• **Excerpt provided**:
------

Association for Computing Machinery Special Interest Group on Computer Architecture (ACM SIGARCH)
- Founded: August 1971; 54 years ago
- Focus: Computer architecture
- Region served: International
- Website: www.sigarch.org
- Formerly called: SICARCH

= ACM SIGARCH =

ACM's Special Interest Group on computer architecture

ACM SIGARCH is the Association for Computing Machinery's Special Interest Group on computer architecture, a community of computer professionals and students from academia and industry involved in research and professional practice related to computer architecture and design. The organization sponsors many prestigious international conferences in this area, including the International Symposium on Computer Architecture (ISCA), recognized as the top conference in this area since 1975. Together with IEEE Computer Society's Technical Committee on Computer Architecture (TCCA), it is one of the two main professional organizations for people working in computer architecture.

ACM SIGARCH was formed in August 1971, initially as a Special Interest Committee (a precursor to a SIG), with Michael J. Flynn as the founding chairman. Flynn was also the founding chairman of IEEE Computer Society's TCCA and encouraged from the beginning, joint cooperation between the two groups. Many of the joint symposiums and conferences are the leading events in the field.

== Journal ==
ACM SIGARCH Computer Architecture News is a newsletter, started in January 1972, that publishes refereed articles about computer hardware and its interactions with compilers and operating systems.

== Conferences ==
ACM SIGARCH sponsors many top international conferences related to computer architecture.

------

• **Raw data**:
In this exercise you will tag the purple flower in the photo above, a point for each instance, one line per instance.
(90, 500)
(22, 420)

------

• **Task instructions**:
- 1) In the ACM SIGARCH article, who was the founding chairman of the group?
- 2) Reproduce the passage of the ACM SIGARCH article starting at "ACM SIGARCH was" and ending at "to computer architecture.".
- 3) Write the next part of the ACM SIGARCH article, picking up after its last sentence.

• **Expected answers**:
- 1) Michael J. Flynn

- 2)
ACM SIGARCH was formed in August 1971, initially as a Special Interest Committee (a precursor to a SIG), with Michael J. Flynn as the founding chairman. Flynn was also the founding chairman of IEEE Computer Society's TCCA and encouraged from the beginning, joint cooperation between the two groups. Many of the joint symposiums and conferences are the leading events in the field.

== Journal ==
ACM SIGARCH Computer Architecture News is a newsletter, started in January 1972, that publishes refereed articles about computer hardware and its interactions with compilers and operating systems.

== Conferences ==
ACM SIGARCH sponsors many top international conferences related to computer architecture.

- 3)
- ASPLOS: ACM International Conference on Architectural Support for Programming Languages and Operating Systems
- ANCS: ACM/IEEE Symposium on Architectures for Networking and Communications Systems
- CCGrid: ACM/IEEE International Symposium on Cluster, Cloud and Grid Computing
- HPDC: ACM International Symposium on High-Performance Parallel and Distributed Computing
- ICS: ACM International Conference on Supercomputing
- IPDPS: IEEE International Parallel and Distributed Processing Symposium
- ISCA: ACM/IEEE International Symposium on Computer Architecture
- NANOCOM: ACM International Conference on Nanoscale Computing and Communication
- NOCS: ACM/IEEE International Symposium on Networks-on-Chip
- PACT: ACM/IEEE International Conference on Parallel Architectures and Compilation
- SenSys: ACM Conference on Embedded Networked Sensor Systems
- SPAA: ACM Symposium on Parallelism in Algorithms and Architectures
- UCC: IEEE/ACM International Conference on Utility and Cloud Computing

== Awards ==
SIGARCH offers a variety of awards for outstanding contributions to computer architecture:
- Maurice Wilkes Award
- Eckert–Mauchly Award (with IEEE Computer Society)
- ISCA Influential Paper Award (with IEEE-CS TCCA)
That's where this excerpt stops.